パートナーと共に精査を重ねてAMR導入。

物流倉庫の省力化・効率化を検討されている企業の皆さまへ。ラピュタロボティクスの製品を導入した企業の事例を通じて、実際の「AMR導入のリアル」をご紹介します。ラピュタPA-AMRの導入事例について、企業へのインタビューを交えながら、その効果とメリットをお伝えします。


ネスレ日本株式会社(ASKUL LOGIST株式会社 西日本物流事業本部 ASKUL Value Center 関西内)

業種:飲料、食料品、菓子、ペットフード等の製造・販売
AMR導入台数:12台
AMR稼働日:2024年7月〜


今回ご紹介するのは、荷主である「ネスレ日本株式会社」が、3PLの「アスクルロジスト株式会社」と共に西日本の拠点であるASKUL Value Centerに「ラピュタPA-AMR」を導入した事例です。

将来的な人手不足に備え、さらに繁忙期でもお客様に安定的に商品を届けることを目指して、倉庫の出荷プロセスを徹底的に見直したネスレ。パートナーであるアスクルロジストと協働して「ラピュタPA-AMR」を導入した背景や経緯について語っていただきました。

前編では3PLを担当するアスクルロジスト様、後編では荷主であるネスレ様にインタビューを行い、事例をご紹介します。

<お話を伺った方>
山田 亮太さん/ネスレ日本株式会社 サプライ・チェーン・マネジメント本部 物流部 ECサプライチェーン課 課長


INDEX

  • 自動化機器導入検討の背景
  • 倉庫オペレーションの課題
  • 導入のきっかけとなった出来事
  • AMR導入による目的や目標
  • 情報収集の方法
  • 比較検討の具体的なプロセス
  • 効率化のポイントはピッキング改善
  • ラピュタのAMRを選んだ理由
  • AMR導入後の社内の声
  • 今後の事業及び物流プロセス全体における展望


Q.荷主である御社と3PLのアスクルロジストさんの関係性について教えてください。

弊社とアスクルロジストさんは、お客様により良いサービスを提供するために、共に切磋琢磨するパートナーです。単なる出荷業務の依頼関係ではなく「お客様にとって何が最適か?」を共に日々模索しています。目先のキャンペーンに関する情報共有だけでなく、長期的な視点を持ちながら、持続可能なオペレーション環境の構築を目指し、継続的に話し合いを続けています。

Q.自動化機器を導入しようと検討を始めた時期を教えてください

2022年7月に、EC倉庫の運営体制を1社体制にしました。

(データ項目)
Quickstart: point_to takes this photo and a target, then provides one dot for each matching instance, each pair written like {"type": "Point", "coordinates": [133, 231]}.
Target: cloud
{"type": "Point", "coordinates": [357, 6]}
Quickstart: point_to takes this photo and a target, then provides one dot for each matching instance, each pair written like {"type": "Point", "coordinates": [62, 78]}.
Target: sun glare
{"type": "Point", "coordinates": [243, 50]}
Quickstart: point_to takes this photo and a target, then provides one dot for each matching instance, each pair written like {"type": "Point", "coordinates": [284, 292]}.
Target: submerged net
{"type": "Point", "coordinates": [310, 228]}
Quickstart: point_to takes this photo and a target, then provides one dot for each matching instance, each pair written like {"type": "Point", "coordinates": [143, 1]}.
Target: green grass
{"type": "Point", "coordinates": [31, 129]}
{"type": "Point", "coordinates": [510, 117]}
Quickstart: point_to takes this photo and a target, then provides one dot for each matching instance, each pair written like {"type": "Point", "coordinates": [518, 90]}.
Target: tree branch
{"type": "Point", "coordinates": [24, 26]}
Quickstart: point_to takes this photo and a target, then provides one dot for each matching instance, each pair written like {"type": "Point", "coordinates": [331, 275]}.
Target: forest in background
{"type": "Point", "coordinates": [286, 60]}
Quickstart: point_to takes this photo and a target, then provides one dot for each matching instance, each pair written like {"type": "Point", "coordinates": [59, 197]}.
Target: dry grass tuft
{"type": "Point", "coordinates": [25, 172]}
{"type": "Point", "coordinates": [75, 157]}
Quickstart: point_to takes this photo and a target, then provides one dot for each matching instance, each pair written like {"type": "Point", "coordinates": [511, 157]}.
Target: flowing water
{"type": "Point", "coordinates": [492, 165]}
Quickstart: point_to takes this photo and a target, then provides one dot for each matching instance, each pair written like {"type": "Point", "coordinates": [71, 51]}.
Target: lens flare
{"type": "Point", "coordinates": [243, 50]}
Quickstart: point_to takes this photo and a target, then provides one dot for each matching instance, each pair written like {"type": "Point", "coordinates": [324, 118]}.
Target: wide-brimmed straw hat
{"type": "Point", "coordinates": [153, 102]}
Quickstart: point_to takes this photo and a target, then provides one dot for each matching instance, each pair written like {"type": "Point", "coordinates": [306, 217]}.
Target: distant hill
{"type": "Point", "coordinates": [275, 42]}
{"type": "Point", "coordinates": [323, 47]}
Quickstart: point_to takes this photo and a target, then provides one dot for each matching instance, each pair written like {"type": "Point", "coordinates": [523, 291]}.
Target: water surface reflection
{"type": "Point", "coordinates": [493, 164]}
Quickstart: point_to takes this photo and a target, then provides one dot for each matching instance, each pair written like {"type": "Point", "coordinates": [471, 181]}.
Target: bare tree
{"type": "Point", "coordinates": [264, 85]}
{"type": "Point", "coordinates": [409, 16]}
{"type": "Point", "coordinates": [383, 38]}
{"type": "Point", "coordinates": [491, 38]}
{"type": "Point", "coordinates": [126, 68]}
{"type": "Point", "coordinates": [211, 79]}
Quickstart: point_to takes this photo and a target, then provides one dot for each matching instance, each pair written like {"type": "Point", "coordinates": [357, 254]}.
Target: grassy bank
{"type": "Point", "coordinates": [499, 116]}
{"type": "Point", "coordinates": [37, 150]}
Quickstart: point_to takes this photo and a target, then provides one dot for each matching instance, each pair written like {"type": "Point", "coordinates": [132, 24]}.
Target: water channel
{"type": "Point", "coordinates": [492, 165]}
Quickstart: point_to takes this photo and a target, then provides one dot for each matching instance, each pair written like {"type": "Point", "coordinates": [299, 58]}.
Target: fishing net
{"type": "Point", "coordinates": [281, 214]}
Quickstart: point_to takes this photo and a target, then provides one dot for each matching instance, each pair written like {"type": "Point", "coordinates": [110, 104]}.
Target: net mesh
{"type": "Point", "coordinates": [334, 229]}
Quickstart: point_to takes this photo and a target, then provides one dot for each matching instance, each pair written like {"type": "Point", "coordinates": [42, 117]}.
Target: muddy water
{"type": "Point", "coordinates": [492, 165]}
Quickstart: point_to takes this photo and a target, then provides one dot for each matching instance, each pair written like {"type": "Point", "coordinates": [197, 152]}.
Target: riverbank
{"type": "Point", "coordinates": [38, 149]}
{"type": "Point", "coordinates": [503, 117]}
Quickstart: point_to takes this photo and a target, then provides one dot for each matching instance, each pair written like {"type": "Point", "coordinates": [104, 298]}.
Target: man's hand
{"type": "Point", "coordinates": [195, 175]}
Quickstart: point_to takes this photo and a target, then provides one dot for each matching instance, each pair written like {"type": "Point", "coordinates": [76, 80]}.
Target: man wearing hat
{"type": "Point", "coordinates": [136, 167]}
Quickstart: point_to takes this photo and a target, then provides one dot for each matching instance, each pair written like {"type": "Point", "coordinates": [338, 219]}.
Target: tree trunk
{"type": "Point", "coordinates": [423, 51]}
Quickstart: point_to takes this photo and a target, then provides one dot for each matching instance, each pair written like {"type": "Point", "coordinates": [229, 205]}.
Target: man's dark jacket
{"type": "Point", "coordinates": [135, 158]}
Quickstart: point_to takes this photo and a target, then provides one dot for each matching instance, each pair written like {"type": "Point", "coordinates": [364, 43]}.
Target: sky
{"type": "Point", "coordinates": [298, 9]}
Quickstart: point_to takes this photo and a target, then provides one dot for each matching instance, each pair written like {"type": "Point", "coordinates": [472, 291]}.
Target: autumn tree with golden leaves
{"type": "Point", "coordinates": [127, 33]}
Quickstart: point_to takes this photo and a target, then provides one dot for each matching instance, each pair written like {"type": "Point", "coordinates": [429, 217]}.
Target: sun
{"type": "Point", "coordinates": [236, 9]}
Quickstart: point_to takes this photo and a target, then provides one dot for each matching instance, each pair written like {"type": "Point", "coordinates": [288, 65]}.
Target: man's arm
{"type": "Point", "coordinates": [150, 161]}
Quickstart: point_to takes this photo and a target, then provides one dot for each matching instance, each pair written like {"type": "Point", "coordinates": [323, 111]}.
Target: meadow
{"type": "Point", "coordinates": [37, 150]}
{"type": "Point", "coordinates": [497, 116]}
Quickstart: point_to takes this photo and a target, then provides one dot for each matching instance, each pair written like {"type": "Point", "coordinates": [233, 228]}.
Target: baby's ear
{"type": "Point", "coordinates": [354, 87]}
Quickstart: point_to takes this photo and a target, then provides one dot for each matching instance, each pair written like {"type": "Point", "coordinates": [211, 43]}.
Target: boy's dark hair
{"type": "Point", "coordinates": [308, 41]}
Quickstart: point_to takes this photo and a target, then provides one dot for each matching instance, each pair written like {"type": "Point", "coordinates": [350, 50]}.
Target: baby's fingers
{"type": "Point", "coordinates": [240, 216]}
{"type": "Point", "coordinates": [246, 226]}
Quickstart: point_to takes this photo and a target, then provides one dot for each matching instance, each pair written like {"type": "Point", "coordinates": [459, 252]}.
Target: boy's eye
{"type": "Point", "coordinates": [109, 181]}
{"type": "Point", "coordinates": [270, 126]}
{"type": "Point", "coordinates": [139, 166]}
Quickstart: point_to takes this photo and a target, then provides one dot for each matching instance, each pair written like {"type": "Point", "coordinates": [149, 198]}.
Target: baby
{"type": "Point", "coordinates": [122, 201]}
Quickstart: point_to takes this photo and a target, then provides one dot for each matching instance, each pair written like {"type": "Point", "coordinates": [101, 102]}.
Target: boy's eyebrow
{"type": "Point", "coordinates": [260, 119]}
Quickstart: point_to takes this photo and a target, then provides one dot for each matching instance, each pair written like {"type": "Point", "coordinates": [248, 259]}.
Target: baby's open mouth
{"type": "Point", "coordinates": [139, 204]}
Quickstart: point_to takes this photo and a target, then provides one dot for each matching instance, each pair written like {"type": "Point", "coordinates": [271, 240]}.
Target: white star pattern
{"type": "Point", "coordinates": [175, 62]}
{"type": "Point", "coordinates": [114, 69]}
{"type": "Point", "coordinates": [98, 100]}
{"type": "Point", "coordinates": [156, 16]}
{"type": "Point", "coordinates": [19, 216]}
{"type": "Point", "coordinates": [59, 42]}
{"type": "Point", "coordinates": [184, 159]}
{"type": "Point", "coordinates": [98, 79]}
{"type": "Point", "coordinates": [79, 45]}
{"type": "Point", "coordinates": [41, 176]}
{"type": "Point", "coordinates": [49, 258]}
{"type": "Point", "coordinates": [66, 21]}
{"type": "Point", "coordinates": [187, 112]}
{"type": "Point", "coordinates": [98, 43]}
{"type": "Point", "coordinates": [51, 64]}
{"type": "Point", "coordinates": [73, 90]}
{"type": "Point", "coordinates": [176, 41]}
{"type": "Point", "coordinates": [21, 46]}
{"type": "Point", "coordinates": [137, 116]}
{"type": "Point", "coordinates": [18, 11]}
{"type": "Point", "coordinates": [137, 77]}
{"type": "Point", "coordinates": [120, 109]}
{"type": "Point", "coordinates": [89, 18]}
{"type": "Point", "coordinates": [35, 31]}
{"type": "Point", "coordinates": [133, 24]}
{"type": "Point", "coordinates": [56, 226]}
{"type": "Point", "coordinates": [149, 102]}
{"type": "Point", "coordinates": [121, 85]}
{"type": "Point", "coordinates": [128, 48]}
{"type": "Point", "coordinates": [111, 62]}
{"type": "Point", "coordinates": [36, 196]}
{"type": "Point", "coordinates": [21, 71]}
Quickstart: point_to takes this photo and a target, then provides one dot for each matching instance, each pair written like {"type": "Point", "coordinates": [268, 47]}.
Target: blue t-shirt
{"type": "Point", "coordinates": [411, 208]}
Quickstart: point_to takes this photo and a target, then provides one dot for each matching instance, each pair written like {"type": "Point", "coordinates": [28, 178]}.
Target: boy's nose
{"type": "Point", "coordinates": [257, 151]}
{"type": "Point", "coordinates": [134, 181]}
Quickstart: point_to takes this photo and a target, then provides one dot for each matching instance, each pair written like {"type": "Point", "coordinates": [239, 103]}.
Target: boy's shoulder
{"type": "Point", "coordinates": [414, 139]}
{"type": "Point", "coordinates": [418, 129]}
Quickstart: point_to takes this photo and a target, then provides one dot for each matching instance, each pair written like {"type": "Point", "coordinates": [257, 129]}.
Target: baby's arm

## 取り組む課題
AMR導入事例のインタビュー記事を、示されている最後の文に続けて書き進めなさい。

## 最終結果
その時は、商品のラインナップが大幅に刷新され、倉庫のネットワークも見直すタイミングでした。1社体制での稼働が2ヶ月ほど経過した2022年の9月頃に、次のステップとして『今後どのように改善していくか』を考える中で、自動化システムの導入を検討し始めました。

Q.検討に至る背景には、どのような課題がありましたか?

倉庫のオペレーションについては、部分的にマテハン機器を使って自動化していましたが、ピッキング作業は依然として人が台車を押し引きして行っていました。そのため、将来的な人手不足のリスクを考えると、安定的な出荷をどう維持するかが課題でした。また、季節に合わせてキャンペーンを実施する事が多いのですが、出荷量が急激に増えるため、倉庫のオペレーションに大きな負担がかかっていました。キャンペーンが決まるのは1ヶ月半から2ヶ月前で、その都度、新たな人員を確保してもらう事に課題を感じていました。実際、今年の11月初めにも同じような状況がありましたが、ロボット12台の稼働によってスムーズに対応できました。もしロボットがなければ、10人規模の人員を追加しなければならなかったと思います。現在はロボット12台に対して5人のスタッフがいれば対応でき、少人数の増員で出荷量を一気に増やせる体制が整っています。今も課題は完全に解消されたわけではありませんが、ロボットの導入によって人員の負担が大幅に軽減されたと感じています。

Q.導入のきっかけとなった出来事やエピソードがあれば教えてください。

自社通販の商品ラインナップが一新されるなど、ビジネス全体の方向転換がありました。その際、出荷拠点の見直しを行い、アスクルロジストさんの倉庫1拠点体制へと移行しました。このタイミングで、倉庫の出荷プロセスが適切かどうかを見直す機会が生まれました。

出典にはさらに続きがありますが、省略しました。